_Description of the task_
Exactly as written, set down each line of the data below except its pictures.

The records Start Marker

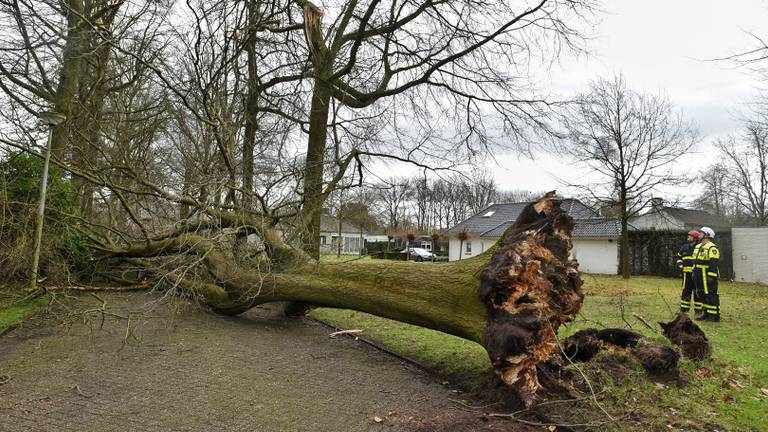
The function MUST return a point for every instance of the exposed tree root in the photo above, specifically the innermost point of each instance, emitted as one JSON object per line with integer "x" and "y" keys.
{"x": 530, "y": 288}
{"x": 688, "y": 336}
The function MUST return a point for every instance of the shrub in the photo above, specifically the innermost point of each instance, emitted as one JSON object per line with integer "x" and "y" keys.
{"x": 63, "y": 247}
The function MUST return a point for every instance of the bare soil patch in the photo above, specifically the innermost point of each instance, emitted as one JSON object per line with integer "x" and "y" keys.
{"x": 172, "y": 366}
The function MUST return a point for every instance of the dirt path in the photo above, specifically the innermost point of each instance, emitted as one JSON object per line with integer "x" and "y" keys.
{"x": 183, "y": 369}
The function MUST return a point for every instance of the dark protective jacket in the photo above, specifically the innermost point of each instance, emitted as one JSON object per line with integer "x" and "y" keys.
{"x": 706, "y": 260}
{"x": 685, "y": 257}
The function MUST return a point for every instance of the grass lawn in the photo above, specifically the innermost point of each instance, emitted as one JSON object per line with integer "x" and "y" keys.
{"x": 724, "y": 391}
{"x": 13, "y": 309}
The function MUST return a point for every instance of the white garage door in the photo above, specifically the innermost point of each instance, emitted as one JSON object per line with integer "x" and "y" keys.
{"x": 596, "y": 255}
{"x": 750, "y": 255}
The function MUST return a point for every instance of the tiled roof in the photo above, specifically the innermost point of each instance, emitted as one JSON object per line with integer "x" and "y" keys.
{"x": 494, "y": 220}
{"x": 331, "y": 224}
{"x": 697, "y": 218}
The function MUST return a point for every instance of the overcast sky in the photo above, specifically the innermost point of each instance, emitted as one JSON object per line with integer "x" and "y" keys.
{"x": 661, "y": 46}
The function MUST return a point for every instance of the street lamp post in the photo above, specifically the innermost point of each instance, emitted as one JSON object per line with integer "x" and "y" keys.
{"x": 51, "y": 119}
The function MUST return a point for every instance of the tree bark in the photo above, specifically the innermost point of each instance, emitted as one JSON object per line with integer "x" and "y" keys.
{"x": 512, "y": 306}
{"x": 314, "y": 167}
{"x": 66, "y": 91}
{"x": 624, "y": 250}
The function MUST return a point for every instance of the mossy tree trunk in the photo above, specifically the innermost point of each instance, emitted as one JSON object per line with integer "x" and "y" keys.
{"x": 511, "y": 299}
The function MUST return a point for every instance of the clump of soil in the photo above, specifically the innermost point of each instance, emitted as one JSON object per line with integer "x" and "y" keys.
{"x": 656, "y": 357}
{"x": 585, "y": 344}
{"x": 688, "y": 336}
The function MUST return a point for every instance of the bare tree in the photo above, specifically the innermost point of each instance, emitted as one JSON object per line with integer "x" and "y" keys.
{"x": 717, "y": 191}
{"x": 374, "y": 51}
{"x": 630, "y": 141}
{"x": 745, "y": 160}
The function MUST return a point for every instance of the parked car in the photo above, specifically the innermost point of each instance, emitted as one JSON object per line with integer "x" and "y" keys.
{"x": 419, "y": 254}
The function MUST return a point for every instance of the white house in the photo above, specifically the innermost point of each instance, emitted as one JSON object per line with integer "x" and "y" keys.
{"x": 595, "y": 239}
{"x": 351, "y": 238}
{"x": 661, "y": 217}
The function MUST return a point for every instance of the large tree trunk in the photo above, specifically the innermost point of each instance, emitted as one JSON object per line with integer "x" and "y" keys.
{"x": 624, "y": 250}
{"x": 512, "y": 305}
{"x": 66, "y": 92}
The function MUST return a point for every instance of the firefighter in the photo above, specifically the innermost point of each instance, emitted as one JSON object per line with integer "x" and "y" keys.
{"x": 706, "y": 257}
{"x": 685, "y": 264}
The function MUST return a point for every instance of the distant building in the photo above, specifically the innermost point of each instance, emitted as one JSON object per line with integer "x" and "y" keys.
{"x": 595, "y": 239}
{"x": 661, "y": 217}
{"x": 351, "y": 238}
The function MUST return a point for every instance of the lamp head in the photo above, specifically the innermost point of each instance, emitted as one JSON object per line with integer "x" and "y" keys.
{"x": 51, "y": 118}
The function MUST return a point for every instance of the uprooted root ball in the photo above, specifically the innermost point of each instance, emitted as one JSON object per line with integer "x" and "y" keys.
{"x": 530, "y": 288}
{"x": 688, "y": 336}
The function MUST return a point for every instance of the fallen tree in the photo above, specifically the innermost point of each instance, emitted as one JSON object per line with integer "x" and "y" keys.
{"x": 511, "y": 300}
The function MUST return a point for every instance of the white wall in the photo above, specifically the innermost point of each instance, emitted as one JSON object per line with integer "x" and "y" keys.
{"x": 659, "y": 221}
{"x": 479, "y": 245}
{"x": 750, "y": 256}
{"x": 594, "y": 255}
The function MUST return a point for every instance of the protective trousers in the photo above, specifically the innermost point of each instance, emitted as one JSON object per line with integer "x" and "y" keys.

The records End Marker

_Answer to the problem_
The function MUST return a point for every instance of the exposed tree root in the photo above, specifically the innermost point of each instance, emitted as one JSON object per line with integer "x" and "y" keys.
{"x": 530, "y": 288}
{"x": 688, "y": 336}
The function MUST return a point for every instance of the shrub in the photo above, specifically the innermost point of each instance, emitted as one JSON object per line with integer "x" and "y" keys.
{"x": 63, "y": 247}
The function MUST return a point for every instance of the bare soil patch in the photo above, specifically the innermost point of each instance, emitted as one JSON object per line with integer "x" and "y" keys.
{"x": 172, "y": 366}
The function MUST return a point for every instance of the dirt path in the photo above, specifically the innermost point of each instance, emitted as one JSON object per line with integer "x" and "y" keys.
{"x": 183, "y": 369}
The function MUST return a point for every instance of the dark protective jacket in the photo above, specifically the innermost point of each instance, emitted as one JSON object per line with integer "x" and "y" keys.
{"x": 706, "y": 260}
{"x": 685, "y": 257}
The function MUST return a point for every instance of the grass lawn in the photo above, specifically the innermost point of each instance, emitted as one JSON object per line with integer "x" and "y" keys.
{"x": 724, "y": 391}
{"x": 13, "y": 309}
The function MUST return a point for every instance of the white garage door in the photo above, specifically the innermost point of each instance, emitted as one JSON object per line with integer "x" and "y" keys.
{"x": 596, "y": 255}
{"x": 750, "y": 255}
The function MUST return a point for every instance of the tiled roof in the photo above, specifically the innermost point of each instance, emitted as one JSON object per line with integer "x" and "y" keys.
{"x": 494, "y": 220}
{"x": 331, "y": 224}
{"x": 697, "y": 218}
The function MUST return a point for every instance of the overcast sky in the photo above, specifically the innermost point of each instance, emitted as one JSON object per line with integer "x" and "y" keys.
{"x": 661, "y": 46}
The function MUST return a point for every instance of the street lamp post in the photo above, specifically the innermost point of each instance, emitted as one JSON object per line with integer "x" and "y" keys.
{"x": 51, "y": 119}
The function MUST return a point for every instance of the tree bark in the photo above, specifically the innermost point of each instance, emitted as one JSON object per line with integer "x" and "y" keys.
{"x": 512, "y": 306}
{"x": 314, "y": 167}
{"x": 66, "y": 91}
{"x": 624, "y": 250}
The function MUST return a point for every instance of the mossy tree trunk in the photo above, specifically the innermost point of each instance, emitted as one JSON object per line with integer "x" and "y" keys.
{"x": 511, "y": 299}
The function MUST return a point for every instance of the clump of soil in the photo above, specifically the innermost point of each instance, emitted as one JSON object per line with integer "x" and "y" keys.
{"x": 656, "y": 357}
{"x": 585, "y": 344}
{"x": 688, "y": 336}
The function MUST return a point for every instance of the bare tree in the photo above, specifically the innermost point of each instance, emitted as one JSON object per line with integer "x" and "y" keys.
{"x": 717, "y": 191}
{"x": 374, "y": 51}
{"x": 630, "y": 141}
{"x": 745, "y": 160}
The function MUST return a point for every instance of the parked car in the photo above, specifically the innermost point of each instance, emitted as one JSON object per line with integer "x" and "y" keys.
{"x": 419, "y": 254}
The function MUST return a point for every instance of the white house in the photo above, specifically the innermost point of each instance, emitted as one JSON object per line with integer "x" and "y" keys.
{"x": 595, "y": 239}
{"x": 351, "y": 238}
{"x": 661, "y": 217}
The function MUST return a point for every instance of the large tree trunk in the photo above, specifically the innermost point of each instance, emitted as one JSON object per line with integer "x" and "y" keys.
{"x": 624, "y": 250}
{"x": 512, "y": 305}
{"x": 66, "y": 92}
The function MUST return a point for every instance of the firefighter in the photo above, specifically the innermost point of each instance, emitted as one JSON object per line with integer "x" and "y" keys.
{"x": 706, "y": 257}
{"x": 685, "y": 264}
The function MUST return a point for every instance of the distant building in the photo above, specifically the innermost point of each instance, emitted as one JSON object per line with integer "x" and "y" keys.
{"x": 595, "y": 239}
{"x": 661, "y": 217}
{"x": 351, "y": 238}
The function MUST return a point for every instance of the lamp head in the photo above, specifically the innermost point of each instance, emitted as one JSON object per line with integer "x" and "y" keys.
{"x": 51, "y": 118}
The function MUST return a point for every instance of the uprooted root ball in the photo above, specifically the innermost point of each instance, emitted as one JSON object per line with integer "x" and "y" keys.
{"x": 530, "y": 288}
{"x": 688, "y": 336}
The function MUST return a point for every instance of the fallen tree in the photo above, specifically the innermost point of each instance, emitted as one JSON object per line with integer "x" and "y" keys.
{"x": 511, "y": 300}
The function MUST return a point for every instance of the white wall in the photo above, specifically the innermost point of each instance, emitted as one JSON object per line with integer "x" and "y" keys.
{"x": 659, "y": 221}
{"x": 479, "y": 245}
{"x": 750, "y": 256}
{"x": 594, "y": 255}
The function MUST return a point for every instance of the protective trousers in the photo above, specifically the innermost point of each instance, emitted as one JSON object per line with integer "x" and "y" keys.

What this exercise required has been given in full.